*** Document excerpt Section Begins ***

MANILA, Philippines — President Rodrigo Duterte later Monday will deliver his final State of the Nation Address to a public still mostly unvaccinated against a virus that has forced the world to grind to a halt.
Almost five months into the government's inoculation campaign, some 6.08 million out of a total 109.03 million Filipinos have been fully vaccinated against COVID-19, latest data posted by the Department of Health shows.
This is equivalent to just 5.58% of the population.
Another 11.11 million Filipinos have received one of two doses needed for full inoculation, equivalent to 10.18% of the population.
As it has with otherkey pandemic response measures, the government has had to walk back its target of achieving herd immunity in the country— which entails fully vaccinating 70% of the population — by November.
In May, this target shifted to achieving herd immunity in Metro Manila, Metro Cebu, Metro Davao and six other provinces in Central Luzon and in southern Luzon — these areas account for 60% of the country's economy — by November 27.
A few weeks later, Health Undersecretary Myrna Cabotaje said the government would be shifting its target to "population protection" because "herd immunity has a lot of attached criteria."
Population protection, the health undersecretary said, entails the prevention of hospitalization and the minimizing of deaths through mass immunization.

*** Document excerpt Section Ends ***
*** Given data Section Begins ***

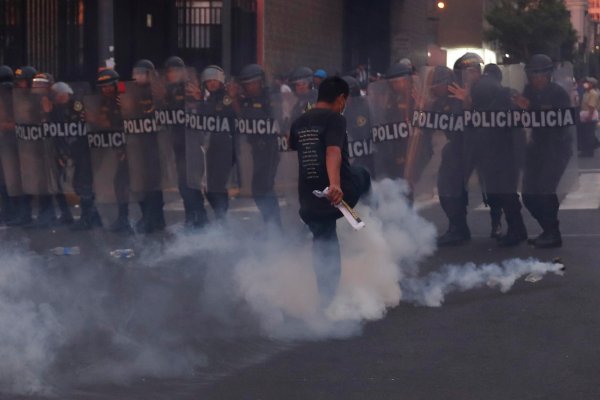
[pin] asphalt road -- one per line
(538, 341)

*** Given data Section Ends ***
*** Given data Section Begins ***

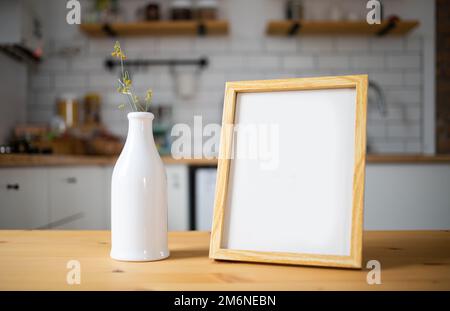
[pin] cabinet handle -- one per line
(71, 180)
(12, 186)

*** Given data Section Ends ***
*** Given data Section Begins ***

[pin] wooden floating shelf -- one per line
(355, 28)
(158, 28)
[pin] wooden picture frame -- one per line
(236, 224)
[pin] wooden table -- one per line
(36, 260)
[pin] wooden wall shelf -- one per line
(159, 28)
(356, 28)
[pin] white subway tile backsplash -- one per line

*** Given data Section Ends ***

#### [Problem set]
1 - In the article on Philippine vaccination, echo everything from "This is equivalent" down to "by November 27.".
2 - Answer these questions using the article on Philippine vaccination:
(a) According to the Department of Health data, how many Filipinos have been fully vaccinated against COVID-19?
(b) What share of the country's economy do the areas named in the May target account for?
(c) What does population protection entail, according to the health undersecretary?

#### [Exercise results]
1 -
This is equivalent to just 5.58% of the population.
Another 11.11 million Filipinos have received one of two doses needed for full inoculation, equivalent to 10.18% of the population.
As it has with otherkey pandemic response measures, the government has had to walk back its target of achieving herd immunity in the country— which entails fully vaccinating 70% of the population — by November.
In May, this target shifted to achieving herd immunity in Metro Manila, Metro Cebu, Metro Davao and six other provinces in Central Luzon and in southern Luzon — these areas account for 60% of the country's economy — by November 27.

2 -
(a) Some 6.08 million, or 5.58% of the population.
(b) 60%.
(c) The prevention of hospitalization and the minimizing of deaths through mass immunization.